START DATA RECORDS
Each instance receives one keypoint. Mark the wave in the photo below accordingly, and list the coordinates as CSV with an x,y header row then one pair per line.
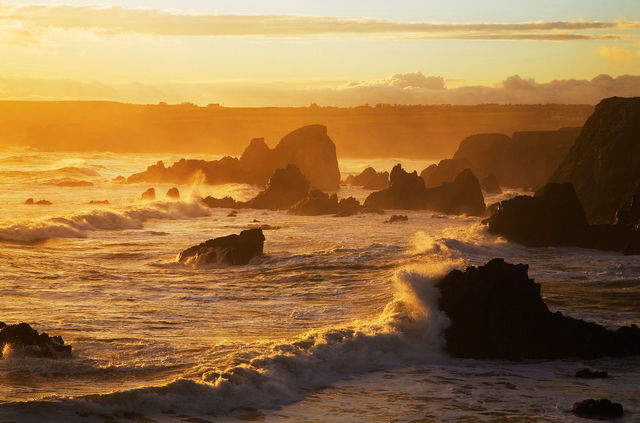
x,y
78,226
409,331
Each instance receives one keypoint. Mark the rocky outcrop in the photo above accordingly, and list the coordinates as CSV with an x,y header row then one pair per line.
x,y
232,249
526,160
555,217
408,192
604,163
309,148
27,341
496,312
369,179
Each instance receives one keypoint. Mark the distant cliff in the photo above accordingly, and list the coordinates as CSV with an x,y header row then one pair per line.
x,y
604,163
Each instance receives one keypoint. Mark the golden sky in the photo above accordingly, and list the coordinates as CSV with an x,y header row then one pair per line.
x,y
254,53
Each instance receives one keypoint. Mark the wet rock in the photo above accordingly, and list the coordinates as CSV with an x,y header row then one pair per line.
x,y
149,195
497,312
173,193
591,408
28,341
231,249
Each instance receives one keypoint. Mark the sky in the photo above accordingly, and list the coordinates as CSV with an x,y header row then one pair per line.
END DATA RECORDS
HOW TO COMPLETE THIS TASK –
Set down each line from the line containing "Each instance receives one keypoint. Mark the distant" through the final line of the data, exactly and with nothing added.

TASK ANSWER –
Each instance receives one keypoint. Mark the distant cliff in the photo above accordingly, and list the coordinates as CSV with an x,y header row then one pair per line.
x,y
604,163
Each instance receives one keypoint. Mark the golden sky in the photo above accordingly, and list the coordinates as CSV with an x,y header row then one pair per line.
x,y
254,53
Each instance receives one keypoint. Mark the wet rock in the photo above accordingly, and list the coordinates as CSV with an x,y header row then one pair per line.
x,y
149,195
497,312
173,193
591,408
28,341
231,249
Each instance receives one keypoint. Mark the sky in the photo above accordingly, and list the coordinates as CSV with an x,y header row then one pair per line.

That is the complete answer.